━━━━━ FRAGMENTO DEL TEXTO ━━━━━
La insatisfacción permanente de los deseos, tiene como
correspondencia necesaria la idea de la fragilidad, y para ella el capital ya
encontró una solución sin esperar una vida ultraterrena, mucho menos el cambio
social. Hoy tal como sugiere el filósofo esloveno Slavoj Zizek, la gente ya no
se siente culpable por saciar en exceso sus apetitos instintivos, sienten culpa
por no poder darle mucho mayor goce a sus cuerpos.
El consumismo crea una demanda de extremo placer, que
al no poder saciarla, se convierte en frustración. No se trata de generar -por
lo contrario- la vida aséptica de un “santo”, sino saber que la demanda de
mayor placer, es una de las imposiciones morales del capitalismo tardío. Pero
sobre todo porque es imposible y conduce al individualismo extremo. Porque el
paraíso prometido obviamente no es para todos, se les ofrece a todos, pero se
sabe que es para pocos: para los emprendedores exitosos con suficiente
autoestima. Para los que hacen de la competencia más salvaje, su principal modo
de vida.
De ésta nadie se salva
Si bien la mayor oferta consumista está dirigida hacia
los sectores que más tienen, y que por ende pueden comprar lo que se les
ofrece; tal como sugiere la crítica cultural brasileña Suely Rolnik, las clases
sociales más desposeídas no son ajenas a esa promesa capitalista de paraíso en
la tierra. Si bien las elites se encuentran enfermas y alienadas bajo la
promesa de esa creencia de la religión del Capital, nadie está a salvo de ello,
y más aún, para los excluidos esa promesa resulta mucho más perversa y terrible.
La promesa es imposible para todos, ya que no alcanza para saciarla consumir
todo lo que nos ofrecen. Si para las clases sociales más pudientes existe la
posibilidad ilusoria de realización, en los más pobres esto tiene consecuencias
nefastas.
Nike es la cultura
El capitalismo lejos de excluir del consumo, lo
multiplicó, lo dividió por segmentos y hoy para cada estrato social existe una
oferta específica. Si los autos de alta gama, las 4 x 4, los personal trainers,
los cirujanos estéticos, los milagros de la autoayuda, y mil burbujas más se les ofrecen a
las clases medias y altas; también podés comprarle a Sprayette la faja que te
quita los kilos de más, porque se puede quemar grasas sin hacer esfuerzos;
podés comprar lo que alarga el tamaño del miembro y porqué no una vida. Todo
está a tu disposición para una existencia perfecta y envidiable.
━━━━━
DESAFÍO 1
Enumera todo lo que, según el texto sobre el consumismo, se les ofrece a las clases medias y altas, sin incluir la expresión genérica final de esa enumeración.
━━━━━ REGISTROS DE ENTRADA ━━━━━
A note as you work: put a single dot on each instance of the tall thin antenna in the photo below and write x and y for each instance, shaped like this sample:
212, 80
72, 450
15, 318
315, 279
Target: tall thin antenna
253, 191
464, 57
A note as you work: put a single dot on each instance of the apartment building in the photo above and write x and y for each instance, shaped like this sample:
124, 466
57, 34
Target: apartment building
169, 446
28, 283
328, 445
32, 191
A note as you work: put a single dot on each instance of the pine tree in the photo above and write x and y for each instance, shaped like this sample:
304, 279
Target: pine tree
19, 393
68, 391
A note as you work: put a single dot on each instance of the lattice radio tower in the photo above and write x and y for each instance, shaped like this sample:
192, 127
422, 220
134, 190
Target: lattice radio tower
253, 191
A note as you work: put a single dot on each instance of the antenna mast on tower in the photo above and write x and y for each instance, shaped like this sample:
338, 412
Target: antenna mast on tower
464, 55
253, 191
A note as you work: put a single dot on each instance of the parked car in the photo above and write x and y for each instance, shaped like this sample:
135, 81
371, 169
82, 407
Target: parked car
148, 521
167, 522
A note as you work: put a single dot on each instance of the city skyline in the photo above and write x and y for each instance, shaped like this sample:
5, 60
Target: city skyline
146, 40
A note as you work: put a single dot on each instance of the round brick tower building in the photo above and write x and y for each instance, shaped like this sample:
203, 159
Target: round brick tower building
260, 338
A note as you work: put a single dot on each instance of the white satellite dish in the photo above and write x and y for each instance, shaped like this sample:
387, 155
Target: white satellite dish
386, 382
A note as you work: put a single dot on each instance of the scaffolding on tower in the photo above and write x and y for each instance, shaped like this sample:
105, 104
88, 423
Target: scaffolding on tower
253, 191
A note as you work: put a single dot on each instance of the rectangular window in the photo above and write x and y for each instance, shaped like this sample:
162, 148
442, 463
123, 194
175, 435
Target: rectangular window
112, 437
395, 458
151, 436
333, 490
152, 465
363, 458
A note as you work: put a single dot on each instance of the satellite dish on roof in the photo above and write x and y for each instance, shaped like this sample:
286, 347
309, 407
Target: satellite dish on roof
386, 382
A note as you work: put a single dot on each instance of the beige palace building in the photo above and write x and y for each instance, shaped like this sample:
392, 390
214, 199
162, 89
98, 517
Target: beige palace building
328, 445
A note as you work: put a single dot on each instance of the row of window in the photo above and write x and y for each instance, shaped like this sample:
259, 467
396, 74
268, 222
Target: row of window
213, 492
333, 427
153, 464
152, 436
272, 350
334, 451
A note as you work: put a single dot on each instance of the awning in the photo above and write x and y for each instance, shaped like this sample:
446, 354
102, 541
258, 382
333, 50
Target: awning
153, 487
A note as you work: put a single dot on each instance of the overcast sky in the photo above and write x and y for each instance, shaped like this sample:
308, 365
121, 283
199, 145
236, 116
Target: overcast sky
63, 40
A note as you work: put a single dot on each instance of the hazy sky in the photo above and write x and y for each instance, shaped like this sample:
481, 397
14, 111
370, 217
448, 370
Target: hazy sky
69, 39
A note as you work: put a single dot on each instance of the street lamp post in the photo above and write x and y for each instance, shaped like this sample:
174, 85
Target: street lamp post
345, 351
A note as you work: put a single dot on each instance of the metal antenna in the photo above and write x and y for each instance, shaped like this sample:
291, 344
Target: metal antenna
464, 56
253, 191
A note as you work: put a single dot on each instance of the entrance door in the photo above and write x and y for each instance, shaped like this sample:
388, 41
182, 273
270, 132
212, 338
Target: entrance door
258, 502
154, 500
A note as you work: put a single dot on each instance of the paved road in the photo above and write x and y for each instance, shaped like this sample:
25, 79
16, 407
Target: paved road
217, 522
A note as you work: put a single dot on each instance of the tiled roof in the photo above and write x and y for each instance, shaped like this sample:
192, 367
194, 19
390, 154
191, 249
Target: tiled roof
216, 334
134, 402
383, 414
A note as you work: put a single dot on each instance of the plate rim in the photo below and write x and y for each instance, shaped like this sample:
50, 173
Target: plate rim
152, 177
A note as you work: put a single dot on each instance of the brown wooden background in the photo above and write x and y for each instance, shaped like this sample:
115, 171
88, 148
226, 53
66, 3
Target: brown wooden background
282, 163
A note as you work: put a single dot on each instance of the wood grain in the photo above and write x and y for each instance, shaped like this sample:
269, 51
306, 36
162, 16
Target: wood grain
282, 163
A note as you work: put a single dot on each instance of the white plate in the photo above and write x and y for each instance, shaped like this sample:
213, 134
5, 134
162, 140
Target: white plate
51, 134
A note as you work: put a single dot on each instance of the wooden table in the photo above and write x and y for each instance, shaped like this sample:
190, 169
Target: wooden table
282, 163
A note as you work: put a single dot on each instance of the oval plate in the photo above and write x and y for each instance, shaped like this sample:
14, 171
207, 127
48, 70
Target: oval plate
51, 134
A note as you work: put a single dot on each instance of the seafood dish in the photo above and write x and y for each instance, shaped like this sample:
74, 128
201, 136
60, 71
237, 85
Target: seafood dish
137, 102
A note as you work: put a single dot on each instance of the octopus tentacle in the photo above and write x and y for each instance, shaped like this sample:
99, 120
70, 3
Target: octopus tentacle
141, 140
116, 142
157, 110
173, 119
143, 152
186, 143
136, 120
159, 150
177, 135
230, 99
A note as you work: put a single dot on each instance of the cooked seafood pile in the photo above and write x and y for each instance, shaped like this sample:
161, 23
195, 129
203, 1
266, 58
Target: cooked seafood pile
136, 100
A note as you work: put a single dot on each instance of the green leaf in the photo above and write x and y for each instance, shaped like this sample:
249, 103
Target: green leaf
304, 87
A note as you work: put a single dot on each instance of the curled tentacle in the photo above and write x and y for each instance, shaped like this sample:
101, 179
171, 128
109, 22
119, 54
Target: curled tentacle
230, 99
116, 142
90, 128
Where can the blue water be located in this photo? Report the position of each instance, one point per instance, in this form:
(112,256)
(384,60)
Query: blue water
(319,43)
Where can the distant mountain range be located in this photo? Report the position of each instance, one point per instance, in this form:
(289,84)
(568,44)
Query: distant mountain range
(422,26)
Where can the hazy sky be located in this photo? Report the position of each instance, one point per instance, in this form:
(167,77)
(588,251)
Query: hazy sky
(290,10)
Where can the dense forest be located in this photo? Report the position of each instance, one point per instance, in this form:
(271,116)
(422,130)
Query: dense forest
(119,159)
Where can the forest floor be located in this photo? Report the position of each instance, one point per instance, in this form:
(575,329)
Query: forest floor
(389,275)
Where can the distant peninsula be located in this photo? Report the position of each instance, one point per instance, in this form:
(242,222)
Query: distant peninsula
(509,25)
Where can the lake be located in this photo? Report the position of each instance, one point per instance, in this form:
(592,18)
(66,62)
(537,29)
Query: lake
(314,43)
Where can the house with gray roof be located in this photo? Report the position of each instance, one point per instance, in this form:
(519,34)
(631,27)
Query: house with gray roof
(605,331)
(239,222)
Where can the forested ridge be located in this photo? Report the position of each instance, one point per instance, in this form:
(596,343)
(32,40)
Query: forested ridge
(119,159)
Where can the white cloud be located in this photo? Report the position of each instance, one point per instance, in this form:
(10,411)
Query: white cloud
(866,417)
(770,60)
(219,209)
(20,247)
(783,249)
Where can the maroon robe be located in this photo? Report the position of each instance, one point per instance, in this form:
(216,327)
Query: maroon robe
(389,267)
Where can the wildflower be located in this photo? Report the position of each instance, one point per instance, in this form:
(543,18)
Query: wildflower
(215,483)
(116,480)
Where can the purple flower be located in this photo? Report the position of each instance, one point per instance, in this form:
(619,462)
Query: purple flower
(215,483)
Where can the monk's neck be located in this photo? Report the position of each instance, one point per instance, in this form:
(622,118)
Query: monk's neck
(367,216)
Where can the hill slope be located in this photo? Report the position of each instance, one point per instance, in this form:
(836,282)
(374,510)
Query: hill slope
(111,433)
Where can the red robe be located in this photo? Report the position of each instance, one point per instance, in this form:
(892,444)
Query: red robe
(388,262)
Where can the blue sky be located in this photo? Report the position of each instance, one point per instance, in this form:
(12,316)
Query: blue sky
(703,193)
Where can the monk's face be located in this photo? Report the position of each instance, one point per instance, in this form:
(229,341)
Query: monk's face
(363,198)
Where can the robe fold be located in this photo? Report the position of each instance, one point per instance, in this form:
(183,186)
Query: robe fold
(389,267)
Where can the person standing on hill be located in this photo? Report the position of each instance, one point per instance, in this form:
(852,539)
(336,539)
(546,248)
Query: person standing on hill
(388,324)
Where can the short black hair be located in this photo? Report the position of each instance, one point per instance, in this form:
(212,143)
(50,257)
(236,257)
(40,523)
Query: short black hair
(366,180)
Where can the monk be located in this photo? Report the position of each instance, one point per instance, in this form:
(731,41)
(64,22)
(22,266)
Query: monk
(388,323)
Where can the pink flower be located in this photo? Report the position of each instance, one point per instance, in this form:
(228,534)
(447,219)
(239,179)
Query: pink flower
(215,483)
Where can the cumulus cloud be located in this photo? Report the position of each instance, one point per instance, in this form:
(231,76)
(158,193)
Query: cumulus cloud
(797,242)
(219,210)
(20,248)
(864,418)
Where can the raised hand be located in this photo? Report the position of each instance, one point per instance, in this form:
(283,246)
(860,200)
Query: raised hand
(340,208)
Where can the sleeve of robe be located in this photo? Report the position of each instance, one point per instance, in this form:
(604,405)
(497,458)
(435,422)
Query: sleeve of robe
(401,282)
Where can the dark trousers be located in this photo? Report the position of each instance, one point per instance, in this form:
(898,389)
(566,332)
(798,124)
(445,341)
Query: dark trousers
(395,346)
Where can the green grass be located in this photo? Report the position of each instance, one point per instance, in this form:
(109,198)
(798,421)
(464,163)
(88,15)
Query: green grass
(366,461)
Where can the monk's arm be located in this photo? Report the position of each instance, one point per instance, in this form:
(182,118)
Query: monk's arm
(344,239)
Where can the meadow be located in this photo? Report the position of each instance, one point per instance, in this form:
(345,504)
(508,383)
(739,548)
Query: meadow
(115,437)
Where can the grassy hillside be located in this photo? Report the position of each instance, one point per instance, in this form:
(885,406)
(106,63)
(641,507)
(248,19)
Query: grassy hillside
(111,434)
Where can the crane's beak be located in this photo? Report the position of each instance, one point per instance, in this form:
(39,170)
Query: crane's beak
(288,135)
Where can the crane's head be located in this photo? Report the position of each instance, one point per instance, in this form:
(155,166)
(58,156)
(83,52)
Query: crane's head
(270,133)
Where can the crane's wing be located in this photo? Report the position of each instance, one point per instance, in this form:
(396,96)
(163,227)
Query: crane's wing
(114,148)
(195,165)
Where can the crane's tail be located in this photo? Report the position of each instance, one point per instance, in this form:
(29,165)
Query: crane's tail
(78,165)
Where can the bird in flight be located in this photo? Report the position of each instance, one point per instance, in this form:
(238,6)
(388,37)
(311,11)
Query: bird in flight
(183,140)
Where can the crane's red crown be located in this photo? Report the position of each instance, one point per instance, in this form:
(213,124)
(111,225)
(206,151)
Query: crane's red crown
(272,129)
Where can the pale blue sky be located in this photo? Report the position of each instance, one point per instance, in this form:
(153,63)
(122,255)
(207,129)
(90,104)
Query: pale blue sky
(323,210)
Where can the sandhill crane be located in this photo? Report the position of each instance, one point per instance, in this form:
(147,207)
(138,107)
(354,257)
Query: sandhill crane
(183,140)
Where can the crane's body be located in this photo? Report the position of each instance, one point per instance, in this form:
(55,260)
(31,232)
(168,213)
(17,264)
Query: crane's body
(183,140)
━━━━━
DESAFÍO 2
Copia de nuevo las líneas del listado desde la que contiene "Where can the sandhill" hasta el final del listado, ambos extremos incluidos. Multiplica por 1,95 cada coordenada de las respuestas, no las de las indicaciones ni las de sus ejemplos de formato, y redondea a enteros con las mitades hacia arriba.

RESPUESTA DEL EJERCICIO 1
- Los autos de alta gama
- Las 4 x 4
- Los personal trainers
- Los cirujanos estéticos
- Los milagros de la autoayuda

RESPUESTA DEL EJERCICIO 2
Where can the sandhill crane be located in this photo? Report the position of each instance, one point per instance, in this form:
(147,207)
(138,107)
(354,257)
Query: sandhill crane
(357,273)
Where can the crane's body be located in this photo? Report the position of each instance, one point per instance, in this form:
(55,260)
(31,232)
(168,213)
(17,264)
Query: crane's body
(357,273)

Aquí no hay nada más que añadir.